De derde bijdrage is van de hand van Margot van den Berg (met medewerking

van Robert Borges en Kofi Yakpo) en betreft een verslag van een onderzoek naar

het taalcontact in Suriname en Nederland. De gedachte is dat veeltaligheid op

gemeenschapsniveau en meertaligheid op individueel niveau in Suriname tot contacten

tussen de verschillende talen

(4)

leidt, aldus Van de Berg et al. De vraag is of de talen van Suriname al dan niet veranderen en of eventuele veranderingen wel kunnen worden verklaard door taalcontact?

De vierde bijdrage van de hand van Gerrit Jan Kootstra en Hülya Şahin gaat over de manier waarop het Papiamento kan worden beïnvloed door het Nederlands. De mogelijke invloed wordt onderzocht door na te gaan in hoeverre de Nederlandse grammatica invloed uitoefent op de grammatica van het Papiamento, en dan voornamelijk het Papiamento van mensen die in Nederland wonen.

Jouw opdrachten:
1 - Geef het stuk uit de tekst over taalcontact letterlijk terug dat opent met de woorden met "De derde bijdrage" en sluit met "verklaard door taalcontact?".
2 - Wie schreven volgens de tekst over taalcontact de vierde bijdrage?
3 - Schrijf een vervolg op de tekst over taalcontact dat direct aansluit op de laatste zin.

Reeks regels:

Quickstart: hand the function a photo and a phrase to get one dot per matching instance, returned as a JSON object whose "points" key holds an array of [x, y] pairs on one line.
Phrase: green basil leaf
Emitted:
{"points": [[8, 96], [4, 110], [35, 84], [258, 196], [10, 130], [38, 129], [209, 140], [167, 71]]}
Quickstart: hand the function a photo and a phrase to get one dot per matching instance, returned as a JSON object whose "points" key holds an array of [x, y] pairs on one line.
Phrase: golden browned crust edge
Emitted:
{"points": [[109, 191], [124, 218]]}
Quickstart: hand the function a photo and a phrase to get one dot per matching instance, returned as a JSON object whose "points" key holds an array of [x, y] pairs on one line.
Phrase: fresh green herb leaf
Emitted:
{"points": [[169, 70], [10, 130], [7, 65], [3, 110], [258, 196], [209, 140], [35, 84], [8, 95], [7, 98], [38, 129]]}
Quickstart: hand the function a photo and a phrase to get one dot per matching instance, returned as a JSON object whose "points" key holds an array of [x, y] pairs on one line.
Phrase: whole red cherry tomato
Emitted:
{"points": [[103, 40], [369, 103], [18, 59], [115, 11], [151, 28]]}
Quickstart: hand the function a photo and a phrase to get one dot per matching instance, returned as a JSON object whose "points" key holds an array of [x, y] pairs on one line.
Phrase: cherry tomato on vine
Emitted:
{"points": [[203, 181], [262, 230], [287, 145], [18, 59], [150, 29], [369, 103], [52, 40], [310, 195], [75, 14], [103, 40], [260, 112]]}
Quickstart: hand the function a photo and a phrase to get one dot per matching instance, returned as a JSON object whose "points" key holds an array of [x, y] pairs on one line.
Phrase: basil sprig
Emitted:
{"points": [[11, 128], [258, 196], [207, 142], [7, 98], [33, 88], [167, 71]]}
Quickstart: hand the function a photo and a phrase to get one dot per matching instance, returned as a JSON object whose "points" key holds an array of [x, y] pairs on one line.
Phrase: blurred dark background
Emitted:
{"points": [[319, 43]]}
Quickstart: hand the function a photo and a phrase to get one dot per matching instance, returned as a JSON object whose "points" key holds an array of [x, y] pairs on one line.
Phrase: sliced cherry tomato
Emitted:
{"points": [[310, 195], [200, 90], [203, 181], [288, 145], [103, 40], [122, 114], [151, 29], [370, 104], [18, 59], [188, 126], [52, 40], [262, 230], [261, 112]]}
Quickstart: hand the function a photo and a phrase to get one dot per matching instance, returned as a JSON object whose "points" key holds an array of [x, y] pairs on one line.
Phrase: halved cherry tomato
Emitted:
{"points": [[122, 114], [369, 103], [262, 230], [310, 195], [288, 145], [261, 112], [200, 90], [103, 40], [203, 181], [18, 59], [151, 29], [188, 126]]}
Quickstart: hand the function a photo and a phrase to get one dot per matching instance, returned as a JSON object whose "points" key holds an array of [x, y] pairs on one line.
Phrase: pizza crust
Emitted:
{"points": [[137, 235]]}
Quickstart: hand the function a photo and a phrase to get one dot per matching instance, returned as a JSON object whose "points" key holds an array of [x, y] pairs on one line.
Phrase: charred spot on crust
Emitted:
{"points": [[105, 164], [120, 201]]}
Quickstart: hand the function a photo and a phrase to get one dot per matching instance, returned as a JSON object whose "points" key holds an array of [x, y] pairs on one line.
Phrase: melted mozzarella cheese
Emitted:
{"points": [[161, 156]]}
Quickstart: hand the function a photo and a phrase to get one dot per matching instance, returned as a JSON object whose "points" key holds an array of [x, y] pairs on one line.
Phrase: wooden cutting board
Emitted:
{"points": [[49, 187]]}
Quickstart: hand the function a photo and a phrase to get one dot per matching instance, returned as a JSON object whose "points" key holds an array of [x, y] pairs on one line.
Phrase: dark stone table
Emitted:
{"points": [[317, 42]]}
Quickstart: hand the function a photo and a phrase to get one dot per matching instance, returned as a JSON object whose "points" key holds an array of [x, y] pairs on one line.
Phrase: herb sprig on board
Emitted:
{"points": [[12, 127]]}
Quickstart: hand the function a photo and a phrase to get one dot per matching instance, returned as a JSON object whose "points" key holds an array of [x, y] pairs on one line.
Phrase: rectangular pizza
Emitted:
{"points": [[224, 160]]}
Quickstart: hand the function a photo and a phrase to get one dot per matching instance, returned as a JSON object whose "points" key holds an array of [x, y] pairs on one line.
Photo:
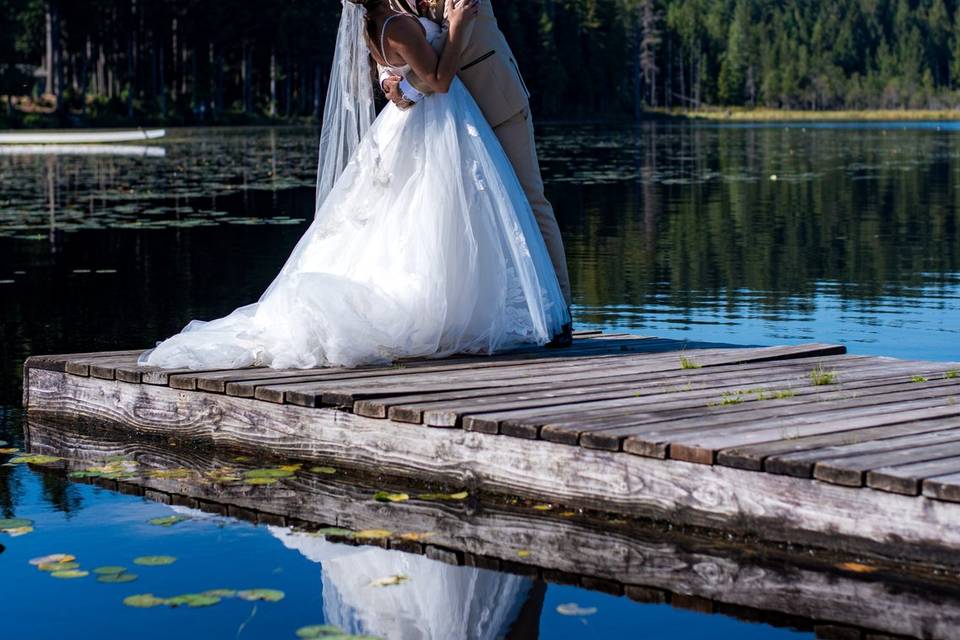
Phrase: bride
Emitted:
{"points": [[423, 243]]}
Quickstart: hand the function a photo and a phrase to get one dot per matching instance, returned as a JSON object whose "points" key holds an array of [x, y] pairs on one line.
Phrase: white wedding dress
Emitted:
{"points": [[425, 246]]}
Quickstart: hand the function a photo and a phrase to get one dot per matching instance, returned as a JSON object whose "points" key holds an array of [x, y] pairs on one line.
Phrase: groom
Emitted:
{"points": [[491, 74]]}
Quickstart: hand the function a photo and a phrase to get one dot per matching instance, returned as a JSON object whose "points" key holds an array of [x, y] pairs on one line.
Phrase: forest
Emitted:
{"points": [[213, 61]]}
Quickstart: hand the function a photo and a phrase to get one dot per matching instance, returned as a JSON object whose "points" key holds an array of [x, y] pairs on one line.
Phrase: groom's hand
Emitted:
{"points": [[391, 89]]}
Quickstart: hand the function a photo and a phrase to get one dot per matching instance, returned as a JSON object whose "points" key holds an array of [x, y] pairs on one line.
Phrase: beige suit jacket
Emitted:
{"points": [[487, 68]]}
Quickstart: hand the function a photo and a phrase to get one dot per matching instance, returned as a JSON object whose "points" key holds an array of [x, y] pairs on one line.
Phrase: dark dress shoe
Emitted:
{"points": [[563, 339]]}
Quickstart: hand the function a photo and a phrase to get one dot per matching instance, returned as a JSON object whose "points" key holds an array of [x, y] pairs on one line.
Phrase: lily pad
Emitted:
{"points": [[154, 561], [390, 581], [58, 566], [168, 521], [267, 595], [324, 470], [52, 558], [372, 534], [8, 524], [260, 481], [70, 574], [385, 496], [334, 532], [573, 609], [144, 601], [269, 473], [192, 600], [117, 578], [35, 459], [109, 570], [461, 495]]}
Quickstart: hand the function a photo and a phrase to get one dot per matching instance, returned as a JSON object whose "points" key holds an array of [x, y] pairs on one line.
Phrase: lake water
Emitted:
{"points": [[738, 234]]}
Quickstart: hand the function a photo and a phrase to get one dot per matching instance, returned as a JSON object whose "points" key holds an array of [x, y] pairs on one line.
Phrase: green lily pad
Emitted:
{"points": [[35, 459], [53, 557], [168, 521], [117, 578], [154, 561], [268, 473], [268, 595], [144, 601], [109, 570], [334, 532], [385, 496], [261, 481], [462, 495], [192, 600], [58, 566], [70, 574]]}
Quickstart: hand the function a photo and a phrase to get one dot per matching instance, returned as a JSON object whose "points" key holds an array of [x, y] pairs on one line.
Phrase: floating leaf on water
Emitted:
{"points": [[267, 595], [18, 531], [856, 567], [154, 561], [52, 558], [372, 534], [168, 521], [117, 578], [318, 631], [192, 600], [325, 470], [169, 474], [70, 574], [462, 495], [415, 536], [144, 601], [261, 481], [386, 496], [8, 524], [335, 532], [573, 609], [390, 581], [268, 473], [35, 459], [58, 566]]}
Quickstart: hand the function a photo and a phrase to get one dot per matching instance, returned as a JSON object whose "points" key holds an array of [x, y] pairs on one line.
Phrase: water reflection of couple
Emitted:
{"points": [[438, 602]]}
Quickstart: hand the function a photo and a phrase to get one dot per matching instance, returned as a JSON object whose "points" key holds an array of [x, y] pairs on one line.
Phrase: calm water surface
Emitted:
{"points": [[752, 235]]}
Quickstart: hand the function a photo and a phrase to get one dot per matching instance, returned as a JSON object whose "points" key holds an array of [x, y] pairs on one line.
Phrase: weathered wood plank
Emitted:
{"points": [[522, 420], [773, 507], [646, 564], [907, 478], [851, 470], [753, 456], [336, 394]]}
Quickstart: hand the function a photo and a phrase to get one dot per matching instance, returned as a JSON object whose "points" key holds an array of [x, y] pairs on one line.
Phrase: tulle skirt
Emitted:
{"points": [[426, 246]]}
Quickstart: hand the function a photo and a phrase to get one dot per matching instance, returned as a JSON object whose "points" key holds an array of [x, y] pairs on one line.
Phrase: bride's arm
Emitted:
{"points": [[406, 39]]}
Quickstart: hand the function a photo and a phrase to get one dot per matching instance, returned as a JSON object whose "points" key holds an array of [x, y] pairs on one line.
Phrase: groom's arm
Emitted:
{"points": [[409, 90]]}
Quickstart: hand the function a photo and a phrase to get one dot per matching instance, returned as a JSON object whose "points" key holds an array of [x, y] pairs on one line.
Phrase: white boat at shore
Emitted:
{"points": [[81, 137]]}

Geschreven antwoorden:
1 -
De derde bijdrage is van de hand van Margot van den Berg (met medewerking

van Robert Borges en Kofi Yakpo) en betreft een verslag van een onderzoek naar

het taalcontact in Suriname en Nederland. De gedachte is dat veeltaligheid op

gemeenschapsniveau en meertaligheid op individueel niveau in Suriname tot contacten

tussen de verschillende talen

(4)

leidt, aldus Van de Berg et al. De vraag is of de talen van Suriname al dan niet veranderen en of eventuele veranderingen wel kunnen worden verklaard door taalcontact?

2 - Gerrit Jan Kootstra en Hülya Şahin.

3 -
De vijfde bijdrage is van Guiselle Starink-Martha en heeft betrekking op de discussie over de soevereiniteit van het Curaçaose volk, de verhoudingen binnen de Curaçaose gemeenschap en de verhouding tussen Curaçao en Nederland. Die discussie is ook aangezwengeld door de onlangs vermoorde politicus en radiomaker Helmin Wiels. Volgens sommige deelnemers aan deze discussie zou Curaçao zijn

soevereiniteit in de weg zitten door een gebrek aan eenheid van de bevolking en de last van zijn koloniaal verleden. Volgens Starink-Martha haakt deze discussie aan op een discussie die al langer binnen de gemeenschap gaande is over de identiteit van de Curaçaoënaar. Kortom: Wie is de ware Yu di Kòrsou (Curaçaoënaar)? In dit artikel gaat zij op zoek naar beelden van de Yu di Kòrsou in culturele uitingen van Curaçaoënaars en vraagt zij zich af hoe culturele beeldvorming bijdraagt aan de discoursen over de Curaçaose identiteit.

Het deel met de bijdragen aan het colloquium wordt afgesloten met vijf gedichten van de Curaçaose dichter Walter Palm. De keuze van zijn gedichten heeft hij afgestemd op de locatie waar hij ze heeft voorgedragen: het Tropentheater.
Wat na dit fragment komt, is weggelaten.